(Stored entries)
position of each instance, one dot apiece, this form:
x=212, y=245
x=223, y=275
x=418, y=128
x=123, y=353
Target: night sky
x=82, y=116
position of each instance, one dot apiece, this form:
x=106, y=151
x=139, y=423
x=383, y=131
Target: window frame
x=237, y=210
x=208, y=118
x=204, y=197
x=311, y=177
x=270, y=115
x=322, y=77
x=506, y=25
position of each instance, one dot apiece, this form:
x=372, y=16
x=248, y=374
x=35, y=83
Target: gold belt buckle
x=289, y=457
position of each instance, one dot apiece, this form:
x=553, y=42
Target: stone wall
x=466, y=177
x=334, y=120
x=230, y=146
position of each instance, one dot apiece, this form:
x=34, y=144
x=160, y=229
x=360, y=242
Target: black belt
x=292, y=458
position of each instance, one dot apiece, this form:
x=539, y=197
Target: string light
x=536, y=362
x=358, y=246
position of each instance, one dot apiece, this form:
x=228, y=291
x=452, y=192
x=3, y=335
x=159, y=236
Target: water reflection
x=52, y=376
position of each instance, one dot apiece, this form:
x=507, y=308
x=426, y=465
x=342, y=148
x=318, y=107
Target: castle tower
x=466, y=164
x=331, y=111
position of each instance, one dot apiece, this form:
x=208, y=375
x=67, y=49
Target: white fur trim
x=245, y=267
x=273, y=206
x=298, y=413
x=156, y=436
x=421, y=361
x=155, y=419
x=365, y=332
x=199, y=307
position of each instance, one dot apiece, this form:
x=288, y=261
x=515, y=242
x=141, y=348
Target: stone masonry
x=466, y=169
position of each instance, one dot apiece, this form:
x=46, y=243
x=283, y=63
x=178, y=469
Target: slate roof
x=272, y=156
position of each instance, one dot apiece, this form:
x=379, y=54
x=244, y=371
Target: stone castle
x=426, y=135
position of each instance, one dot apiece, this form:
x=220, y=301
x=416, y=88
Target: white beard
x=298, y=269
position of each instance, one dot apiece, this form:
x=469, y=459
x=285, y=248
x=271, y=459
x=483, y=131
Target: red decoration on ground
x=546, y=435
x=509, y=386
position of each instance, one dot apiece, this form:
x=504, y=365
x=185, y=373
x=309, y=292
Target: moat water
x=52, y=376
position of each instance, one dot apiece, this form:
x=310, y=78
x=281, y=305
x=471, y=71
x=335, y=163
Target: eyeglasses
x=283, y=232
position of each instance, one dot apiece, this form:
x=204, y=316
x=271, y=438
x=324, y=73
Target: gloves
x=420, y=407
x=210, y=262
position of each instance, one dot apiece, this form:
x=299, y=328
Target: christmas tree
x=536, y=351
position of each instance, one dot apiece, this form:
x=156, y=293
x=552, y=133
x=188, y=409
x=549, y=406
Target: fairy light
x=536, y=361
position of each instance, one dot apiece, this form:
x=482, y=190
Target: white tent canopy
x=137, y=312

● What the task asks: Output these lines with no changes, covering all of the data.

● Completed exercise:
position of each instance, one dot apiece, this form:
x=212, y=245
x=223, y=275
x=418, y=128
x=123, y=353
Target: night sky
x=82, y=116
position of each instance, one dot apiece, this form:
x=106, y=151
x=139, y=423
x=383, y=131
Target: window frame
x=237, y=210
x=208, y=118
x=204, y=197
x=311, y=177
x=270, y=115
x=322, y=77
x=506, y=25
position of each instance, one dot apiece, this form:
x=372, y=16
x=248, y=374
x=35, y=83
Target: gold belt buckle
x=289, y=457
position of each instance, one dot apiece, this form:
x=553, y=42
Target: stone wall
x=466, y=177
x=334, y=120
x=230, y=146
position of each instance, one dot apiece, this form:
x=34, y=144
x=160, y=229
x=360, y=242
Target: black belt
x=292, y=458
position of each instance, one dot apiece, this form:
x=539, y=197
Target: string light
x=536, y=362
x=358, y=246
position of each instance, one dot apiece, this form:
x=228, y=291
x=452, y=192
x=3, y=335
x=159, y=236
Target: water reflection
x=52, y=376
position of each instance, one dot apiece, this form:
x=507, y=308
x=426, y=465
x=342, y=148
x=318, y=107
Target: castle tower
x=466, y=164
x=331, y=111
position of each instance, one dot apiece, this form:
x=208, y=375
x=67, y=49
Target: white fur trim
x=245, y=267
x=273, y=206
x=298, y=413
x=156, y=436
x=421, y=361
x=155, y=419
x=365, y=332
x=199, y=307
position of each instance, one dot apiece, this form:
x=288, y=261
x=515, y=242
x=141, y=348
Target: stone masonry
x=466, y=169
position of each instance, one dot apiece, this form:
x=46, y=243
x=283, y=63
x=178, y=469
Target: slate roof
x=272, y=156
position of each instance, one dot apiece, this form:
x=379, y=54
x=244, y=371
Target: stone castle
x=426, y=135
position of each instance, one dot apiece, this form:
x=220, y=301
x=416, y=88
Target: white beard
x=298, y=269
position of each instance, one dot apiece, this form:
x=469, y=459
x=285, y=248
x=271, y=459
x=483, y=131
Target: red decoration on ground
x=546, y=435
x=509, y=386
position of each instance, one dot apiece, this form:
x=504, y=365
x=185, y=373
x=309, y=292
Target: moat water
x=52, y=376
position of each instance, one dot apiece, this form:
x=310, y=78
x=281, y=305
x=471, y=71
x=335, y=163
Target: eyeglasses
x=283, y=232
position of each instance, one dot apiece, this form:
x=204, y=316
x=271, y=438
x=324, y=73
Target: gloves
x=420, y=407
x=210, y=262
position of each instance, one dot apiece, this form:
x=299, y=328
Target: christmas tree
x=536, y=351
position of each instance, one dot apiece, this form:
x=156, y=293
x=552, y=133
x=188, y=409
x=549, y=406
Target: fairy light
x=536, y=361
position of each instance, one dot apiece, this form:
x=482, y=190
Target: white tent canopy
x=137, y=312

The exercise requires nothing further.